▶ Tarea
Indica si cada afirmación concuerda con el texto sobre los testigos de la luz, con sí o no y la cita literal del texto que lo decide: (a) Juan afirma ser él mismo la luz; (b) somos testigos de la luz cuando vemos a los demás como hermanos; (c) el texto invita a que nuestra vida sea una Navidad.

▶ Texto de la página

####

Dijo Jesús: “Yo soy la luz del mundo” (Mt 8,12). Y Juan lo
reconoce: la luz es Él, yo soy simple testigo de la luz (Jn 1,7). Esa es
también la misión de cada cristiano. No es él la luz, pero él vive iluminado
por la luz de Jesús y del Evangelio y nos convertimos también nosotros en
“testigos de la luz” (Jn 1,8): Somos testigos de la luz, cuando vivimos
iluminados por Jesús, cuando vivimos en la verdad del Evangelio, cuando vemos a
los demás como hermanos, cuando defendemos la dignidad de los hermanos, cuando
amamos a los demás como a nosotros mismos y como Dios los ama (Mt 22,36). Somos
testigos de la luz, cuando somos sensibles a las necesidades de los demás,
cuando los demás pueden reconocer a Dios en nuestras vidas, cuando los demás se
sienten iluminados en su camino. Seamos la lámpara en la que arde la mecha del
Evangelio y de Jesús (Mt 5,14). Seamos testigos de la luz dejando que nuestra
vida sea una Navidad. Un principio de esperanza para sí y los demás.

####

Registros de anotación de detección:
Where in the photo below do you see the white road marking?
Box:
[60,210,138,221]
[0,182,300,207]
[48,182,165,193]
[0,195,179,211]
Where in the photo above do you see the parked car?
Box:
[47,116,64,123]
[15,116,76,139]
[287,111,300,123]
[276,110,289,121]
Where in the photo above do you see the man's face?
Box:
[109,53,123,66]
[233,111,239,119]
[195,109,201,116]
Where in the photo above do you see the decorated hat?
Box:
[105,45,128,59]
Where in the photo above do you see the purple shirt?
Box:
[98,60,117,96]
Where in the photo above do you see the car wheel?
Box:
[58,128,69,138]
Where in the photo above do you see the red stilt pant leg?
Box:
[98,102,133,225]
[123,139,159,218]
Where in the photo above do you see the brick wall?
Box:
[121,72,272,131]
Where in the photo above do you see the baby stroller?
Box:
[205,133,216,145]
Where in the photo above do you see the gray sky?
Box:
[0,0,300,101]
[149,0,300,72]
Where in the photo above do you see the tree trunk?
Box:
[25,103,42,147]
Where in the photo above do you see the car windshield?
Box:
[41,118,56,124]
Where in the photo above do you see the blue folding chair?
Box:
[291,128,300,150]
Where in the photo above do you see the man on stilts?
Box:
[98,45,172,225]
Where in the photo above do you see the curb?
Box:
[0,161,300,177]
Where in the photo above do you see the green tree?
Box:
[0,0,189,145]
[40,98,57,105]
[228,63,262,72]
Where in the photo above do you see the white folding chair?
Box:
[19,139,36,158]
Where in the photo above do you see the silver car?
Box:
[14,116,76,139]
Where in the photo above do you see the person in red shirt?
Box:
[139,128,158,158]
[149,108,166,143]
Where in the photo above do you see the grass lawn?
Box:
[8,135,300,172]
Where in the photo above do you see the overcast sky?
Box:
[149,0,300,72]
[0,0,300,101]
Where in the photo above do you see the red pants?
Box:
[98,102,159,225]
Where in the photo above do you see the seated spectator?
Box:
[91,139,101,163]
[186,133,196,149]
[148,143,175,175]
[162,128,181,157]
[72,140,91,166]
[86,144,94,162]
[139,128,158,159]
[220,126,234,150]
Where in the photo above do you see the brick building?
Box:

####

▶ Respuesta escrita
(a) No: "la luz es Él, yo soy simple testigo de la luz".
(b) Sí: "Somos testigos de la luz, cuando vivimos iluminados por Jesús, cuando vivimos en la verdad del Evangelio, cuando vemos a los demás como hermanos".
(c) Sí: "Seamos testigos de la luz dejando que nuestra vida sea una Navidad."